--- READING TEXT ---
※ ※ ※
Hong Kong’s government has launched a special bond with the most generous payout in years for senior citizens, as it extends a financial lifeline to one of the world’s fastest greying population amid the city’s worst recession on record.
A Silver Bond will go on sale at 9am on December 1, guaranteed to receive 3.5 per cent in annual interest, payable twice a year, according to the Hong Kong Monetary Authority (HKMA), the city’s de facto central bank. The interest is 50 basis points higher than an earlier tranche sold last year, and more generous than the 2 per cent rate in the iBond launched last month.
The bonds will be available to the city’s permanent residents born in 1956, or before, in HK$10,000 increments at 20 banks and securities brokers until 2pm on December 11. The Silver Bonds are not transferable and are not tradeable on the secondary market, said the HKMA’s head of currency and settlement Samson Yuen.
“The purpose is to encourage investors to hold onto the bond and gain a reliable and stable interest return,” Yuen said during a press conference.
Like global central banks and governments from Australia to the United States, Hong Kongs government has dug deep into one of the world’s largest coffers to offer financial incentives, tax subsidies and aid to help small businesses, and poor households survive the economic slowdown brought by the global coronavirus pandemic.
Hong Kong’s government has earmarked HK$300 billion (US$38.7 billion) this year through three rounds of anti-epidemic fund and the budgetary disbursements by Financial Secretary Paul Chan Mo-po.
Hong Kong is ranked 33rd in the world in its greying population with 16.4 per cent of the city’s population of about 8 million residents aged 65 years or older. Before the coronavirus pandemic, 360,000 Hongkongers over the age of 65 lived in poverty, about 25 per cent of the city’s elderly population, according to the Hong Kong Poverty Situation Report 2018, a government study.
Life expectancy in the world’s least affordable city is also the longest, topping 85 years, according to the 2018 World Bank data. That puts pressure on pensioners to prepare for two decades of financial sustenance from their retirement at 65 years.
※ ※ ※
--- LISTED ENTRIES ---

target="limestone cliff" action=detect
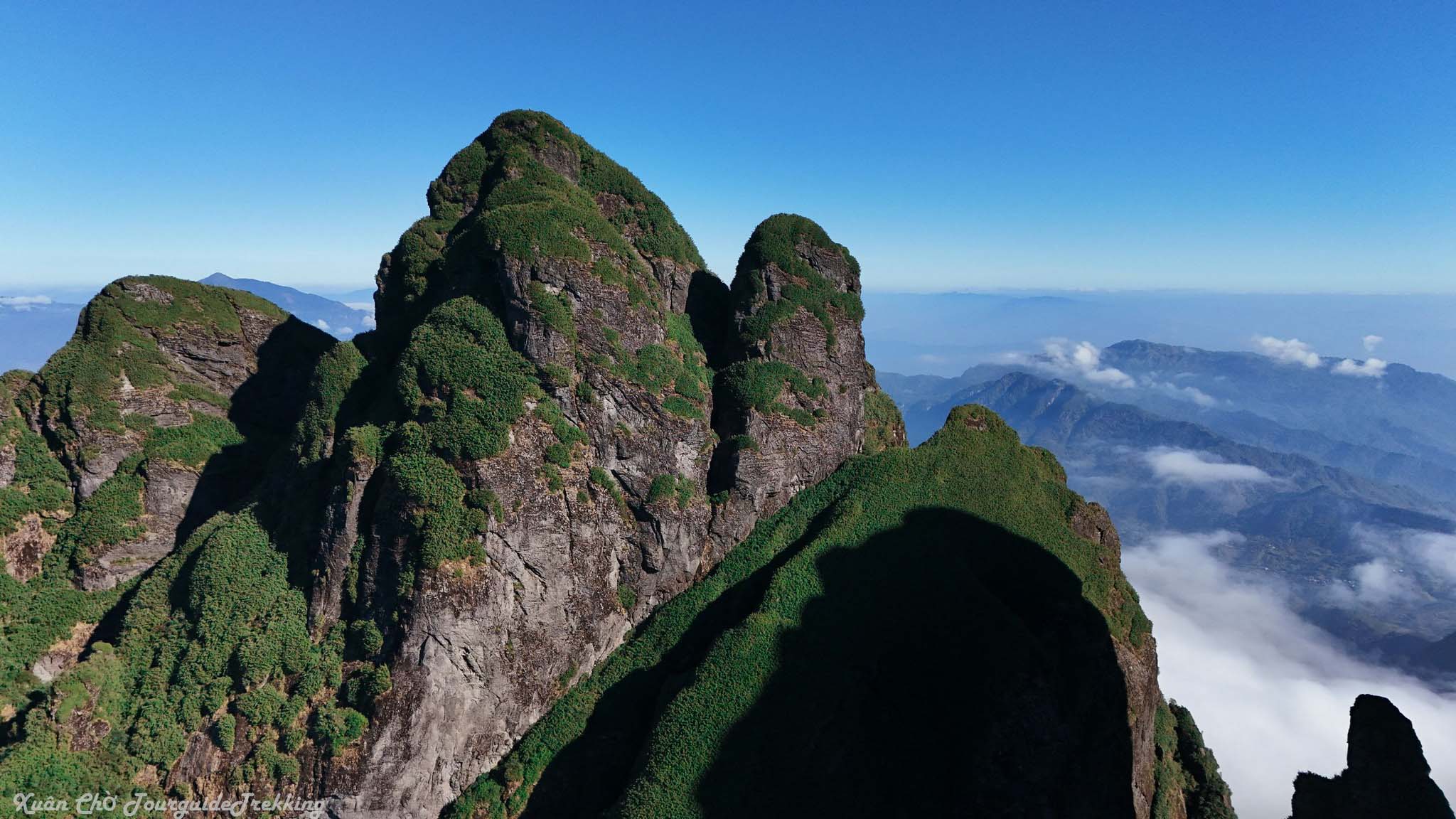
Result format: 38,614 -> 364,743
0,111 -> 1227,819
1292,694 -> 1453,819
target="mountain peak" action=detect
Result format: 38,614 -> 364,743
1290,694 -> 1453,819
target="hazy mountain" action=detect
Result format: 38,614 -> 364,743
0,111 -> 1232,819
882,372 -> 1456,655
203,272 -> 374,338
865,290 -> 1456,376
881,341 -> 1456,504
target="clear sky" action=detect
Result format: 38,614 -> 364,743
0,0 -> 1456,293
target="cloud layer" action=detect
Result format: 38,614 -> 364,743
1042,338 -> 1134,387
1143,447 -> 1274,484
0,296 -> 51,307
1329,358 -> 1388,379
1123,532 -> 1456,819
1253,335 -> 1319,370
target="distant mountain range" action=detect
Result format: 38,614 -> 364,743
※ ※ ※
--- REQUIRED ACTIONS ---
a. According to the article on Hong Kong's Silver Bond, what annual interest rate is the bond guaranteed to pay?
b. Update the Silver Bond article from "Like global central" to "a government study.", replacing "Hongkongers" with "Hong Kong residents".
c. Carry on the article about Hong Kong's Silver Bond from the point where it stops.

--- ACTIVITY ANSWERS ---
a. 3.5 per cent, payable twice a year.

b.
Like global central banks and governments from Australia to the United States, Hong Kongs government has dug deep into one of the world’s largest coffers to offer financial incentives, tax subsidies and aid to help small businesses, and poor households survive the economic slowdown brought by the global coronavirus pandemic.
Hong Kong’s government has earmarked HK$300 billion (US$38.7 billion) this year through three rounds of anti-epidemic fund and the budgetary disbursements by Financial Secretary Paul Chan Mo-po.
Hong Kong is ranked 33rd in the world in its greying population with 16.4 per cent of the city’s population of about 8 million residents aged 65 years or older. Before the coronavirus pandemic, 360,000 Hong Kong residents over the age of 65 lived in poverty, about 25 per cent of the city’s elderly population, according to the Hong Kong Poverty Situation Report 2018, a government study.

c.
The Silver Bonds are the second inflation-adjusted financial instrument sold in the city in two months. The purpose of offering the bonds is to offer retail investors facing down the prospects of low global interest rates a safe place to park their investments, a particularly acute problem for Hong Kong’s 1.3 million elderly population, said Yuen.
“With the global economy struggling under the pandemic, many central banks have issued lots of liquidity,” Yuen said. “Elderly residents now see greater investment risks and lower returns, making it hard to plan for retirement.”
The city plans to issue HK$10 billion worth of the Silver Bonds, and could increase that to HK$15 billion if necessary – a level that would be five times higher than the HK$3 billion of Silver Bonds issued in 2019. If the number of subscriptions exceeds HK$15 billion, the bonds will be distributed round-by-round, ensuring that those seeking a small number of bonds will be served first, said HKMA’s senior executive director Edmond Lau.
Investors will be limited to HK$1 million worth of bonds, or 100 units, “to avoid hoarding by a small number of investors,” said Lau. “Higher interest rates make it more attractive to the public, and higher subscription rates will meet the objective of promoting the ‘silver-haired’ market.”
The first interest payment will be dispersed on June 22, with subscribers able to redeem the bonds early at their principal value plus any accrued interest.